● **To do**: Output everything in the material from the line containing "Can you spot the light" down to the line containing "x=728, y=298", both included, as a Markdown table with the columns Row and Line, leaving out blank lines.

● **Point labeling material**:

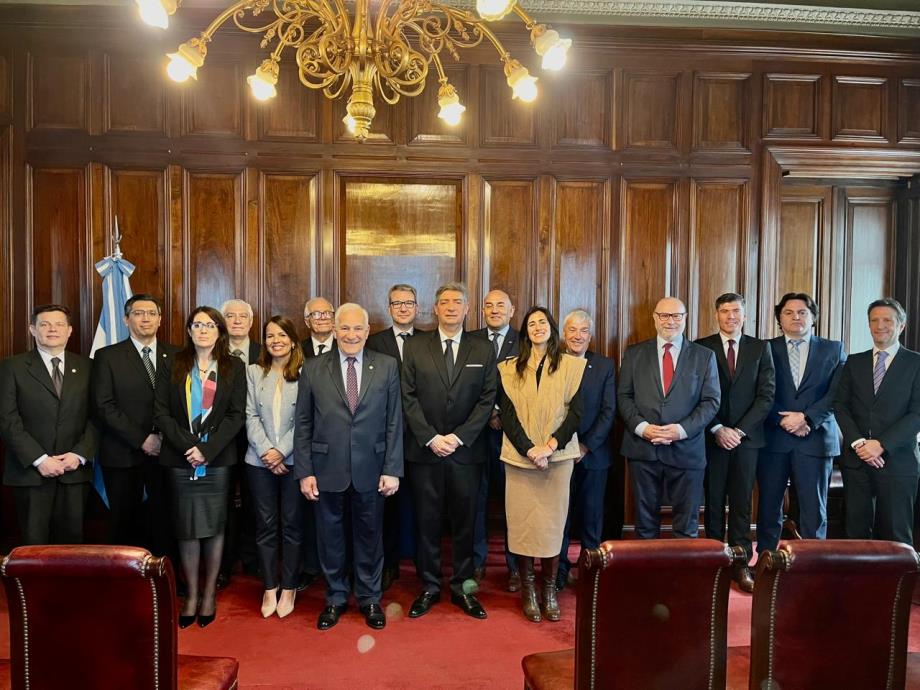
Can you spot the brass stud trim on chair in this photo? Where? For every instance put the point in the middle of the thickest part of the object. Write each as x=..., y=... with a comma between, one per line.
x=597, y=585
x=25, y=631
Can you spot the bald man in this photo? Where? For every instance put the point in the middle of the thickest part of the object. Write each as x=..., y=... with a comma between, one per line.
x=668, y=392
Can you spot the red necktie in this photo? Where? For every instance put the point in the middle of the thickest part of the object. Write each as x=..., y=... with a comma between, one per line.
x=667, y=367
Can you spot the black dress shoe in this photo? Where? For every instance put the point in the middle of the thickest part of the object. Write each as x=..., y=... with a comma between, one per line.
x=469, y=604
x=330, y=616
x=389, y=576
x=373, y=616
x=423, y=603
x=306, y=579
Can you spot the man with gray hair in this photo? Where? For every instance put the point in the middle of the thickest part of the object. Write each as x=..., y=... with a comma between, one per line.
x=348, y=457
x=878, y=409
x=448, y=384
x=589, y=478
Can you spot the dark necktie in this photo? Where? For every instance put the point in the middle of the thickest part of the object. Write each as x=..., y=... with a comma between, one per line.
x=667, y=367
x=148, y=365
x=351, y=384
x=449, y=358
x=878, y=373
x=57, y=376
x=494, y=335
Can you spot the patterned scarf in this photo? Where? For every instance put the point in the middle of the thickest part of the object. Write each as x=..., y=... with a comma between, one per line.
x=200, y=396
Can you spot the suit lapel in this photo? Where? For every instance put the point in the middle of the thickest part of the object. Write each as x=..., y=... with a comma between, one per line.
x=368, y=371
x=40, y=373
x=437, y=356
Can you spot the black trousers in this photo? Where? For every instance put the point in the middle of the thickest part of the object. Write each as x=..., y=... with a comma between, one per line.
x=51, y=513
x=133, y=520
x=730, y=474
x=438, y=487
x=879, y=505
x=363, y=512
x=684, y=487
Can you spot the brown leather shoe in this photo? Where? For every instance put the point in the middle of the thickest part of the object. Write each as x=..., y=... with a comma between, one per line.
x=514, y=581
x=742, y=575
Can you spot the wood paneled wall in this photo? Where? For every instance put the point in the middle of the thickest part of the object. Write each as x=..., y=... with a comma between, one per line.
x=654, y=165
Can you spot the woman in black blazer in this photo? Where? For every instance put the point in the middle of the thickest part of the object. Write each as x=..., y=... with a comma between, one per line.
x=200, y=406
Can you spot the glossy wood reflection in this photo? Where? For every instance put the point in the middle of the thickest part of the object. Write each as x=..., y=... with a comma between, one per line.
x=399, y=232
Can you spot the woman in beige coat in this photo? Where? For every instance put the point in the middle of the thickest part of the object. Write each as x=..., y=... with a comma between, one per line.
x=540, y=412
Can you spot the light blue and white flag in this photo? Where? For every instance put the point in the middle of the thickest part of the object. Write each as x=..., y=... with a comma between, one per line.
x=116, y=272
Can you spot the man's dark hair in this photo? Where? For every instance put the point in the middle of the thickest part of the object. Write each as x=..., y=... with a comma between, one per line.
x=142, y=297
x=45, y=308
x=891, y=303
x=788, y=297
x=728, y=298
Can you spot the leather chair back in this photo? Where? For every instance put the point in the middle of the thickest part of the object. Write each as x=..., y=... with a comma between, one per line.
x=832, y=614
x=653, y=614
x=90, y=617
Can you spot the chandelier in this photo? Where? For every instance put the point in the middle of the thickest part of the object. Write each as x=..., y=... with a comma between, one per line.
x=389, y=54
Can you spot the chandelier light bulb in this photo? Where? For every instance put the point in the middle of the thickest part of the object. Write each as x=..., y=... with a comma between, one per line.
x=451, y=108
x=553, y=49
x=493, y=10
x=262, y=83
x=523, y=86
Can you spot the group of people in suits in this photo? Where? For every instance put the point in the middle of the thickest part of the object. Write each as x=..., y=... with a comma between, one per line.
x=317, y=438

● **Solution for this problem**:
| Row | Line |
|---|---|
| 1 | Can you spot the light blue and white flag in this photo? Where? For every instance put the point in the middle of the thickest part of the object. Write each as x=..., y=... with a comma between, one per line. |
| 2 | x=116, y=272 |
| 3 | Can you spot the man's dark hair in this photo? Where? For every instance put the point in the middle of the thickest part of the object. Write each as x=..., y=... with a comma between, one per line. |
| 4 | x=142, y=297 |
| 5 | x=45, y=308 |
| 6 | x=891, y=303 |
| 7 | x=788, y=297 |
| 8 | x=728, y=298 |